Provided information:
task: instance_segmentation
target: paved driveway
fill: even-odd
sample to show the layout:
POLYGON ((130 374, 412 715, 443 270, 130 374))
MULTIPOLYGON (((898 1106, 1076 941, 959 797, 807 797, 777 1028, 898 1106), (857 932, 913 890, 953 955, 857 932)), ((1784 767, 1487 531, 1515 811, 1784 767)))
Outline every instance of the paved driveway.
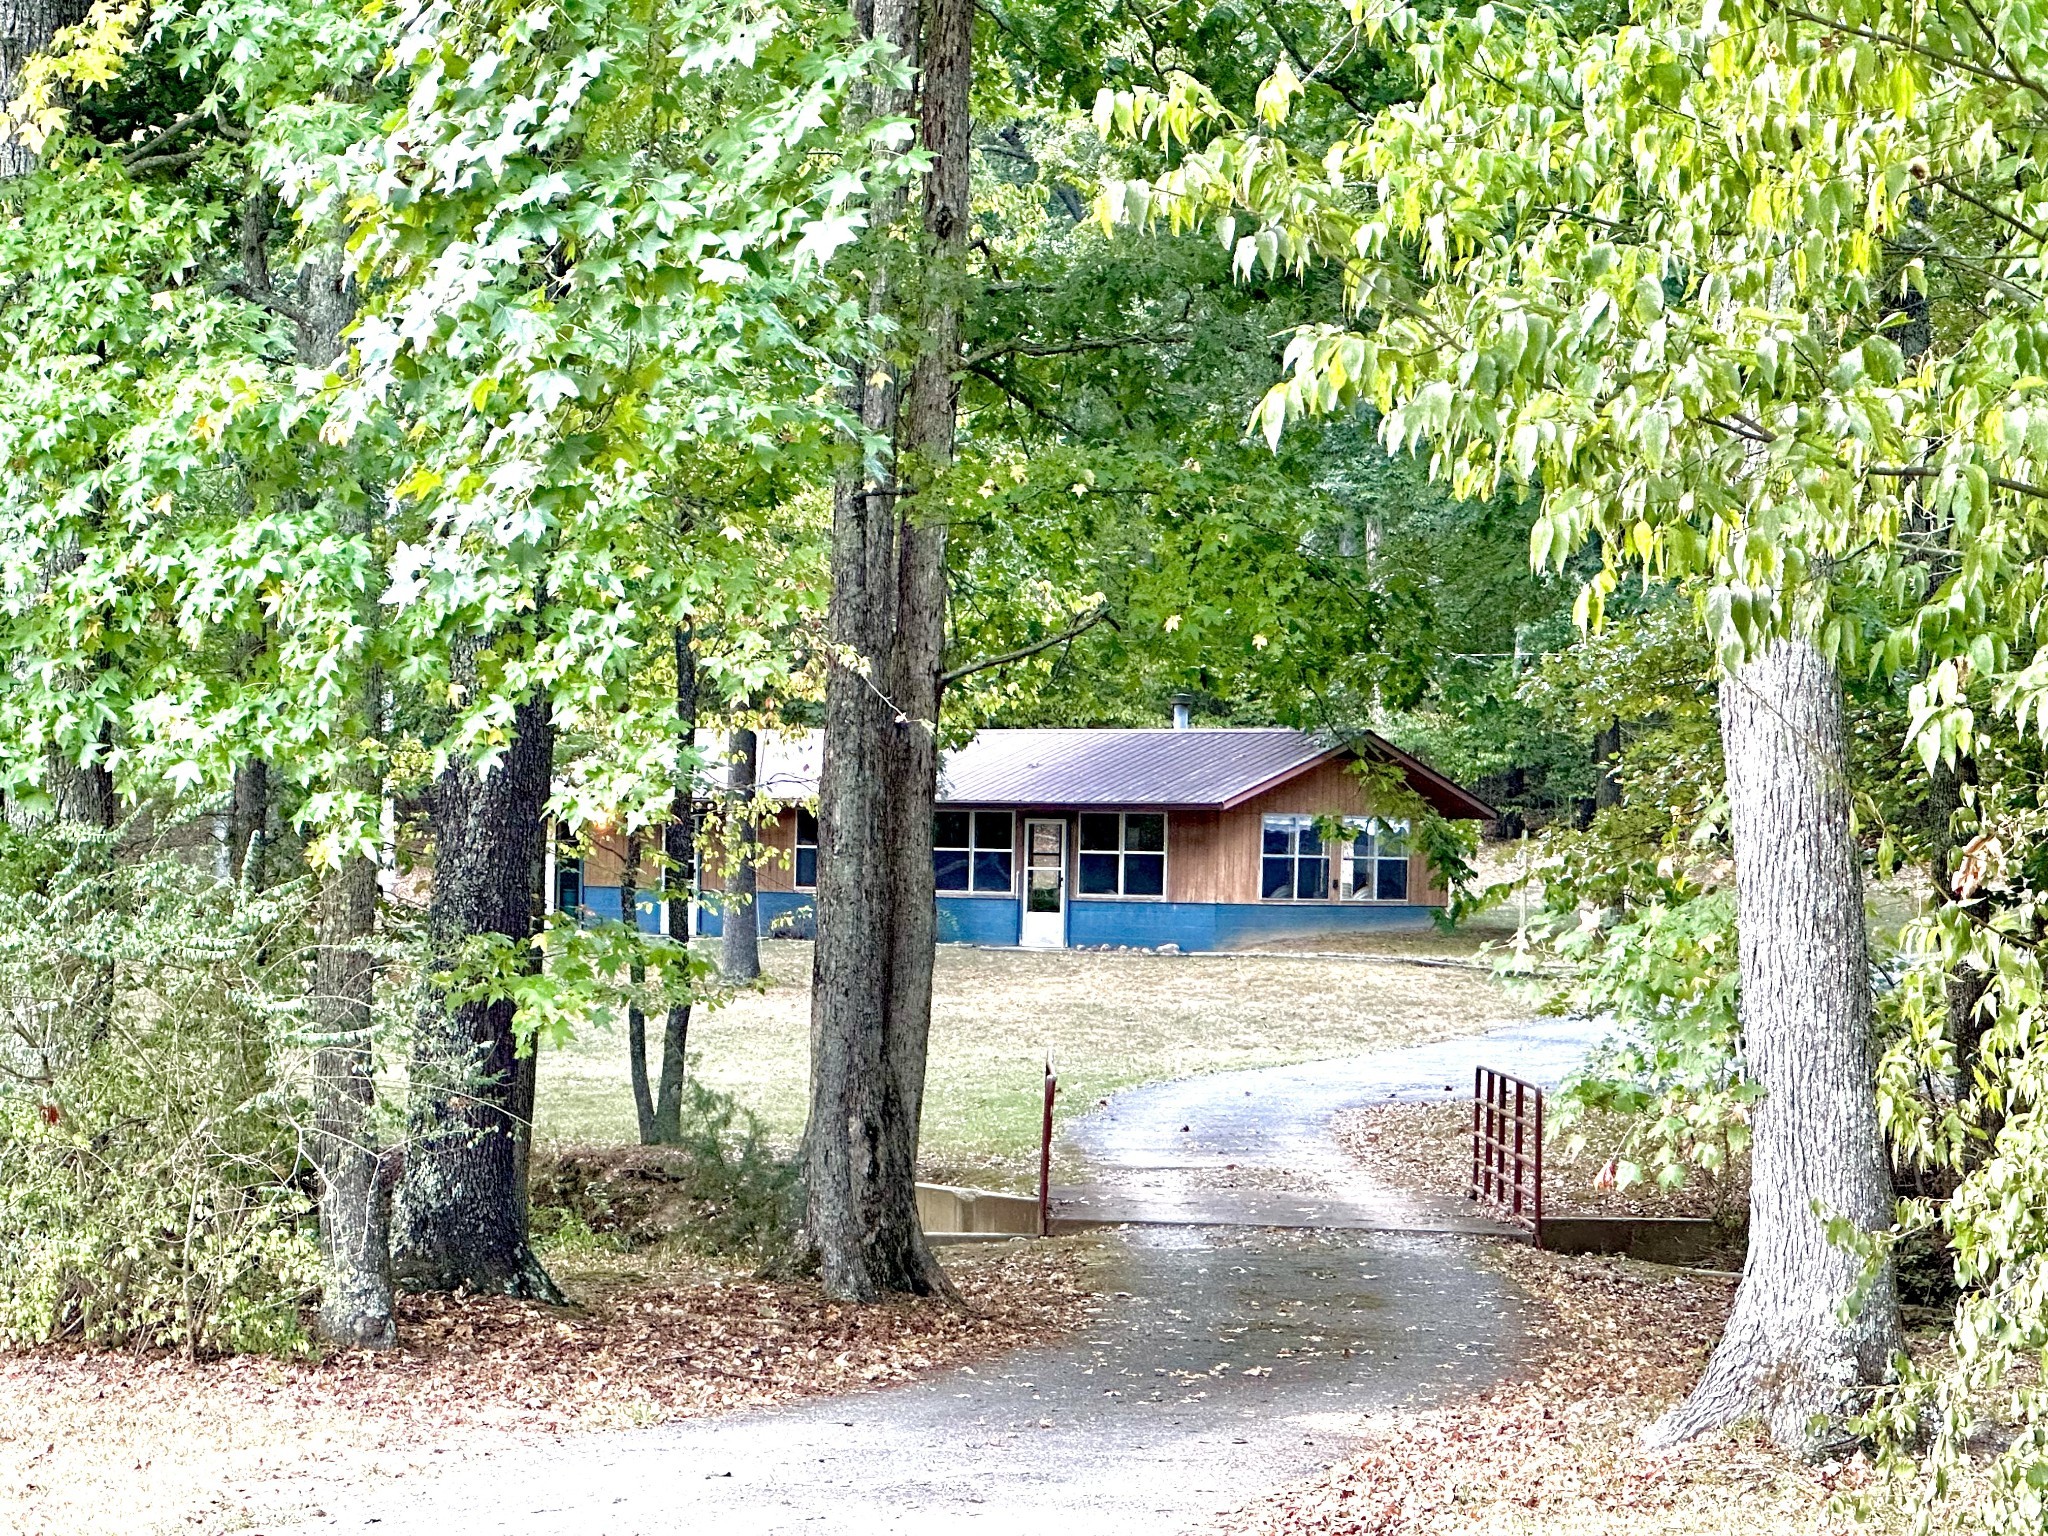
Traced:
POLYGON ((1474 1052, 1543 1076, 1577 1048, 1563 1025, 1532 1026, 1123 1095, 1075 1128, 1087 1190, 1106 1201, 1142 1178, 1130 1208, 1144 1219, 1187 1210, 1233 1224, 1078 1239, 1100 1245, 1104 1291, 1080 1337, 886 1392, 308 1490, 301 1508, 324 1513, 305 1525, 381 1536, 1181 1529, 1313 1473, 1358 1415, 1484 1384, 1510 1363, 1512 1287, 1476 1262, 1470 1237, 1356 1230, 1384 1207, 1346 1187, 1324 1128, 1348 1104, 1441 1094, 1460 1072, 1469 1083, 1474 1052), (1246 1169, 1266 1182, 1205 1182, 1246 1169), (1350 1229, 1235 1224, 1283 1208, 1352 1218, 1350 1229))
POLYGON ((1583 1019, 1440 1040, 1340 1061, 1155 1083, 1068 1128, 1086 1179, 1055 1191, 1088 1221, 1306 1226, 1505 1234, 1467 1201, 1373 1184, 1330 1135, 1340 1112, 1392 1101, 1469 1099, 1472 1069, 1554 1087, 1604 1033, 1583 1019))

Assignment: Take the data above and repeat it exactly, leaving each picture out.

Response:
task: instance_segmentation
target: paved driveway
fill: even-odd
sample to show the layout:
POLYGON ((130 374, 412 715, 443 270, 130 374))
MULTIPOLYGON (((898 1106, 1076 941, 959 797, 807 797, 777 1028, 898 1106), (857 932, 913 890, 953 955, 857 932)), ((1784 767, 1487 531, 1515 811, 1784 767)))
Outline every instance of the paved driveway.
Traced:
POLYGON ((1474 1052, 1543 1076, 1577 1048, 1563 1025, 1532 1026, 1123 1095, 1075 1128, 1087 1190, 1106 1201, 1142 1178, 1130 1208, 1144 1219, 1187 1210, 1233 1224, 1078 1239, 1100 1245, 1104 1291, 1080 1337, 886 1392, 308 1490, 301 1508, 324 1513, 305 1525, 381 1536, 1181 1529, 1313 1473, 1358 1415, 1484 1384, 1510 1363, 1512 1287, 1476 1262, 1470 1237, 1356 1230, 1384 1207, 1346 1187, 1324 1128, 1348 1104, 1441 1094, 1460 1072, 1469 1083, 1474 1052), (1246 1169, 1266 1182, 1205 1182, 1246 1169), (1350 1229, 1235 1224, 1283 1208, 1352 1218, 1350 1229))
POLYGON ((1583 1019, 1440 1040, 1340 1061, 1155 1083, 1068 1128, 1086 1179, 1055 1191, 1088 1221, 1306 1226, 1505 1234, 1467 1201, 1373 1184, 1330 1135, 1340 1112, 1392 1101, 1469 1099, 1472 1069, 1554 1087, 1604 1033, 1583 1019))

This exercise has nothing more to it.